EXERCISE INSTRUCTIONS:
Your reply should reproduce each record precisely as written.

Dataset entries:
────────

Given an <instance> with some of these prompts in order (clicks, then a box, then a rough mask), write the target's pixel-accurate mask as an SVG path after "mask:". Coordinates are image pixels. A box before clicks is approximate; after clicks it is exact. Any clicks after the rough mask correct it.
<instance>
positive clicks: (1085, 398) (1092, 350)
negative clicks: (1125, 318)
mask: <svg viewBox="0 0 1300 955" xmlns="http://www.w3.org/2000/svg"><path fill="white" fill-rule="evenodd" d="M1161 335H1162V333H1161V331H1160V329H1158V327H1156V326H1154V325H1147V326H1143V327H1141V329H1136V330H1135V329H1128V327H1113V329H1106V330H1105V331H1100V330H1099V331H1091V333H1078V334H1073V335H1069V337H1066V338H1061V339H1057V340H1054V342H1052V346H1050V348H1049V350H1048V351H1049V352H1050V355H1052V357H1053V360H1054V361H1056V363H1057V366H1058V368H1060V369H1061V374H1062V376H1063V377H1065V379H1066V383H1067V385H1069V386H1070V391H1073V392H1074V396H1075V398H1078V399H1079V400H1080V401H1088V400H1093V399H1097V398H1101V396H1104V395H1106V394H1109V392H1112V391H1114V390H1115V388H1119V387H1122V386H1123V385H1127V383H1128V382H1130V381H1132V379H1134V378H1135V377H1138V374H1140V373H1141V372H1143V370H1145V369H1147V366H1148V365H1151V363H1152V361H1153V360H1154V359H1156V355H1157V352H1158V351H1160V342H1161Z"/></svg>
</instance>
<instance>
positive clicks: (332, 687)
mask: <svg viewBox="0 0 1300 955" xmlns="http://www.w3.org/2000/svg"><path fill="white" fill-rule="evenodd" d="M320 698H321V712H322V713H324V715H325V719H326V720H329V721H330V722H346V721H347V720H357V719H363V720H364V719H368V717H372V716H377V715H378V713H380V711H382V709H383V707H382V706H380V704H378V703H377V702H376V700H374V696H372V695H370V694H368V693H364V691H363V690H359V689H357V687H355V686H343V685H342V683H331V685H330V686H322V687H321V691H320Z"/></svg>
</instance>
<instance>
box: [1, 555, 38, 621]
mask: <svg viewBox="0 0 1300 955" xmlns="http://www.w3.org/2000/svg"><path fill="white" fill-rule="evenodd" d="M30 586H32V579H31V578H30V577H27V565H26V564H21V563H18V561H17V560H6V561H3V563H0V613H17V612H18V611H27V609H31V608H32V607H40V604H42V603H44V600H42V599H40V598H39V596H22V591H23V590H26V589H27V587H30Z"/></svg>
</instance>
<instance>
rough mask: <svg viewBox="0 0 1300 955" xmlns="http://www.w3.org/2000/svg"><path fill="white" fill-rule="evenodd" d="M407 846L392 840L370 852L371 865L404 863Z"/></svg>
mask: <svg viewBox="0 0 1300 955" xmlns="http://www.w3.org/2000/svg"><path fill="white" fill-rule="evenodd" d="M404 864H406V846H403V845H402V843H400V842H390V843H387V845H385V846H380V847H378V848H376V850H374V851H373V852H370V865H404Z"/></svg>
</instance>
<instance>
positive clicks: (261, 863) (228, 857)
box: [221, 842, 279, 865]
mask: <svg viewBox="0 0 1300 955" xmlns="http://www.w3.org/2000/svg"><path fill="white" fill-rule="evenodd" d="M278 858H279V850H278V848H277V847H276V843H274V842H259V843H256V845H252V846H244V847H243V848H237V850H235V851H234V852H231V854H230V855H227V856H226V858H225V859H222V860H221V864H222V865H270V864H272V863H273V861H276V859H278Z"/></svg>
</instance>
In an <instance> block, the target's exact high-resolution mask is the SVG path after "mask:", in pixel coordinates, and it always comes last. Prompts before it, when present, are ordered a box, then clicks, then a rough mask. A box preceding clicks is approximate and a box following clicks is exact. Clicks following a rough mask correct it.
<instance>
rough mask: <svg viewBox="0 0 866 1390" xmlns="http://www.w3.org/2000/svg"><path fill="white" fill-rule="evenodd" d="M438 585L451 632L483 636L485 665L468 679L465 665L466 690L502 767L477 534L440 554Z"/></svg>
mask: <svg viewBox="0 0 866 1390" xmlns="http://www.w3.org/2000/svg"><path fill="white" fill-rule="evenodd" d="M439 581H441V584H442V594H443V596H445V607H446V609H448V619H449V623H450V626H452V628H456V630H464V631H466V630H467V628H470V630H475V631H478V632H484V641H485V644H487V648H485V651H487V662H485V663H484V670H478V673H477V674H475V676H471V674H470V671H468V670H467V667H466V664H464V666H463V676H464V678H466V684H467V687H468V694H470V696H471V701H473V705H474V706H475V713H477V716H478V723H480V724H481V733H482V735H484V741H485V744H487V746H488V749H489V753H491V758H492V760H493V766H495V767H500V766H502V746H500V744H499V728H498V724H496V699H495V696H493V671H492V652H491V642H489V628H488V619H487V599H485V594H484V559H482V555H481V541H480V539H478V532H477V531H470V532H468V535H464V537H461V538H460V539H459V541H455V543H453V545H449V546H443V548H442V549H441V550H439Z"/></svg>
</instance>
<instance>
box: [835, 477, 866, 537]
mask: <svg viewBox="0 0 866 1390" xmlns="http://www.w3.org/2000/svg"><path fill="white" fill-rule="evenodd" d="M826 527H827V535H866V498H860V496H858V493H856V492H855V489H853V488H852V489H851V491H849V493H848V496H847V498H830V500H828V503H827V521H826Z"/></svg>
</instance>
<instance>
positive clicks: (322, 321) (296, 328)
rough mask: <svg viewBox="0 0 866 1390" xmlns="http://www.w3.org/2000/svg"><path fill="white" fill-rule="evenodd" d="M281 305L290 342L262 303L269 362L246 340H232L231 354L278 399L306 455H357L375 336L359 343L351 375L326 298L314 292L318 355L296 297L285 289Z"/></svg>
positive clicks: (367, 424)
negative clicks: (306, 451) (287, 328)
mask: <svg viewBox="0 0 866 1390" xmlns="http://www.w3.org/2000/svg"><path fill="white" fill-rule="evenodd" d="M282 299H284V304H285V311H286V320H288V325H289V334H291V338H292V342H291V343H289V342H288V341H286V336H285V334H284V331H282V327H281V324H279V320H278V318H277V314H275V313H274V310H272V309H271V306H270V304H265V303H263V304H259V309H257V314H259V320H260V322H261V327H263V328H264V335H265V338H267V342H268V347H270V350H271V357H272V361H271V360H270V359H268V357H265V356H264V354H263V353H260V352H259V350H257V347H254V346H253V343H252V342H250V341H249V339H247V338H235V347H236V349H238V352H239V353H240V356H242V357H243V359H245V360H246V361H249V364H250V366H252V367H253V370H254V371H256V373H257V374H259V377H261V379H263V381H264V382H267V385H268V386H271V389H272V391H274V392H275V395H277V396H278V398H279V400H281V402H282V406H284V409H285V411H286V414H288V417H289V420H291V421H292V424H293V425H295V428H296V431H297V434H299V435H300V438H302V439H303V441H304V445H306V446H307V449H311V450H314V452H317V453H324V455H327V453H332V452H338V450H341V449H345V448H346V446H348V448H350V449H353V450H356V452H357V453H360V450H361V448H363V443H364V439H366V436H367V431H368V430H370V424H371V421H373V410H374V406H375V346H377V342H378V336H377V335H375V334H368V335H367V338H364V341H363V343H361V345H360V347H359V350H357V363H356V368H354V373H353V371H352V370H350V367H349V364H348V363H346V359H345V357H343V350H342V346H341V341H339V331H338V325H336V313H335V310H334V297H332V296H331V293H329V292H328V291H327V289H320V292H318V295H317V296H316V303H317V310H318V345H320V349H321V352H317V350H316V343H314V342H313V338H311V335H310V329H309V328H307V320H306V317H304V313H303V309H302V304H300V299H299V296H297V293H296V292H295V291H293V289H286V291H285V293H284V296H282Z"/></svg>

────────

ANSWER SECTION:
Given an <instance> with some of these prompts in order (clicks, then a box, then a rough mask), write the target's pixel-accurate mask as an SVG path after "mask:". Coordinates are image pixels. A box before clicks is approximate; after clicks it is exact. Any clicks after the rough mask correct it.
<instance>
positive clicks: (1085, 398) (1092, 350)
negative clicks: (1125, 318)
mask: <svg viewBox="0 0 1300 955" xmlns="http://www.w3.org/2000/svg"><path fill="white" fill-rule="evenodd" d="M1161 335H1162V333H1161V331H1160V329H1158V327H1156V326H1154V325H1147V326H1143V327H1141V329H1136V330H1135V329H1128V327H1113V329H1106V330H1105V331H1100V330H1099V331H1091V333H1078V334H1073V335H1069V337H1066V338H1061V339H1057V340H1054V342H1052V346H1050V348H1049V350H1048V351H1049V352H1050V355H1052V357H1053V360H1054V361H1056V363H1057V366H1058V368H1060V369H1061V374H1062V376H1063V377H1065V379H1066V383H1067V385H1069V386H1070V391H1073V392H1074V396H1075V398H1078V399H1079V400H1080V401H1088V400H1093V399H1097V398H1101V396H1104V395H1106V394H1109V392H1112V391H1114V390H1115V388H1119V387H1122V386H1123V385H1127V383H1128V382H1130V381H1132V379H1134V378H1135V377H1138V374H1140V373H1141V372H1143V370H1145V369H1147V366H1148V365H1151V363H1152V361H1153V360H1154V359H1156V355H1157V352H1158V351H1160V342H1161Z"/></svg>
</instance>
<instance>
positive clicks: (332, 687)
mask: <svg viewBox="0 0 1300 955" xmlns="http://www.w3.org/2000/svg"><path fill="white" fill-rule="evenodd" d="M320 698H321V712H322V713H324V715H325V719H326V720H329V721H330V722H346V721H347V720H357V719H363V720H364V719H368V717H372V716H377V715H378V713H380V711H382V709H383V707H382V706H380V704H378V703H377V702H376V700H374V696H372V695H370V694H368V693H364V691H363V690H359V689H357V687H355V686H343V685H342V683H331V685H330V686H322V687H321V691H320Z"/></svg>
</instance>
<instance>
box: [1, 555, 38, 621]
mask: <svg viewBox="0 0 1300 955" xmlns="http://www.w3.org/2000/svg"><path fill="white" fill-rule="evenodd" d="M30 586H32V579H31V578H30V577H27V565H26V564H21V563H18V561H17V560H6V561H3V563H0V613H17V612H18V611H27V609H31V608H32V607H40V604H42V603H44V600H42V599H40V598H39V596H22V591H23V590H26V589H27V587H30Z"/></svg>
</instance>
<instance>
rough mask: <svg viewBox="0 0 1300 955" xmlns="http://www.w3.org/2000/svg"><path fill="white" fill-rule="evenodd" d="M407 846L392 840L370 852L371 865L404 863Z"/></svg>
mask: <svg viewBox="0 0 1300 955" xmlns="http://www.w3.org/2000/svg"><path fill="white" fill-rule="evenodd" d="M404 864H406V846H403V845H402V843H400V842H390V843H387V845H385V846H380V847H378V848H376V850H374V851H373V852H370V865H404Z"/></svg>
</instance>
<instance>
positive clicks: (261, 863) (228, 857)
box: [221, 842, 279, 865]
mask: <svg viewBox="0 0 1300 955" xmlns="http://www.w3.org/2000/svg"><path fill="white" fill-rule="evenodd" d="M278 858H279V850H278V848H277V847H276V843H274V842H259V843H256V845H252V846H244V847H243V848H237V850H235V851H234V852H231V854H230V855H227V856H226V858H225V859H222V860H221V864H222V865H270V864H272V863H273V861H276V859H278Z"/></svg>
</instance>
In an <instance> block, the target's exact high-resolution mask is the SVG path after "mask:", in pixel coordinates, and it always comes last. Prompts before it, when present, are ordered a box, then clicks, then a rough mask. A box preceding clicks is approximate and a box following clicks is exact. Clicks following a rough mask correct it.
<instance>
rough mask: <svg viewBox="0 0 866 1390" xmlns="http://www.w3.org/2000/svg"><path fill="white" fill-rule="evenodd" d="M438 585L451 632L483 636L485 665L468 679L465 665L466 690L502 767L477 534L440 554Z"/></svg>
mask: <svg viewBox="0 0 866 1390" xmlns="http://www.w3.org/2000/svg"><path fill="white" fill-rule="evenodd" d="M439 581H441V584H442V594H443V596H445V607H446V609H448V619H449V623H450V626H452V628H456V630H464V631H466V630H467V628H470V630H475V631H478V632H484V641H485V644H487V648H485V651H487V662H485V663H484V670H478V673H477V674H475V676H471V674H470V671H468V670H467V667H466V664H464V666H463V676H464V678H466V684H467V687H468V694H470V696H471V701H473V705H474V706H475V713H477V716H478V723H480V724H481V733H482V735H484V741H485V744H487V746H488V749H489V753H491V758H492V760H493V766H495V767H500V766H502V746H500V744H499V728H498V724H496V699H495V696H493V671H492V652H491V642H489V628H488V619H487V599H485V594H484V559H482V555H481V541H480V539H478V532H477V531H470V532H468V535H464V537H461V538H460V539H459V541H455V543H453V545H449V546H443V548H442V549H441V550H439Z"/></svg>
</instance>
<instance>
box: [835, 477, 866, 537]
mask: <svg viewBox="0 0 866 1390" xmlns="http://www.w3.org/2000/svg"><path fill="white" fill-rule="evenodd" d="M826 527H827V535H866V498H860V496H858V493H856V492H855V489H853V488H852V489H851V491H849V493H848V496H847V498H830V500H828V503H827V521H826Z"/></svg>
</instance>
<instance>
positive clicks: (322, 321) (296, 328)
rough mask: <svg viewBox="0 0 866 1390" xmlns="http://www.w3.org/2000/svg"><path fill="white" fill-rule="evenodd" d="M281 305L290 342L262 303L269 362L246 340H232L231 354L278 399L306 455H357L375 336L359 343L351 375L326 298L314 292L318 355L296 297L285 289Z"/></svg>
positive clicks: (367, 424)
negative clicks: (306, 451) (287, 328)
mask: <svg viewBox="0 0 866 1390" xmlns="http://www.w3.org/2000/svg"><path fill="white" fill-rule="evenodd" d="M282 299H284V304H285V311H286V320H288V325H289V334H291V338H292V342H291V343H289V342H288V341H286V336H285V334H284V331H282V327H281V324H279V320H278V318H277V314H275V313H274V310H272V309H271V306H270V304H265V303H263V304H259V309H257V314H259V320H260V322H261V327H263V328H264V335H265V338H267V342H268V347H270V350H271V357H272V361H271V360H270V359H268V357H265V356H264V354H263V353H260V352H259V350H257V347H254V346H253V343H252V342H250V341H249V339H247V338H235V347H236V349H238V352H239V353H240V356H242V357H243V359H245V360H246V361H249V364H250V366H252V367H253V370H254V371H256V373H257V374H259V377H261V379H263V381H264V382H267V385H268V386H271V389H272V391H274V392H275V395H277V396H278V398H279V400H281V402H282V406H284V409H285V411H286V414H288V417H289V420H291V421H292V424H293V425H295V428H296V431H297V434H299V435H300V438H302V439H303V441H304V445H306V446H307V449H311V450H314V452H317V453H324V455H327V453H332V452H338V450H341V449H345V448H346V446H348V448H350V449H353V450H356V452H357V453H360V450H361V448H363V443H364V439H366V436H367V431H368V430H370V424H371V421H373V410H374V406H375V346H377V342H378V336H377V335H375V334H368V335H367V338H364V341H363V343H361V345H360V347H359V350H357V363H356V368H354V373H353V371H352V370H350V367H349V364H348V363H346V359H345V357H343V350H342V346H341V341H339V331H338V325H336V313H335V310H334V297H332V296H331V293H329V292H328V291H327V289H320V292H318V295H317V296H316V303H317V310H318V345H320V349H321V352H317V350H316V343H314V342H313V338H311V335H310V329H309V328H307V320H306V317H304V313H303V309H302V304H300V299H299V296H297V293H296V292H295V291H293V289H286V291H285V293H284V296H282Z"/></svg>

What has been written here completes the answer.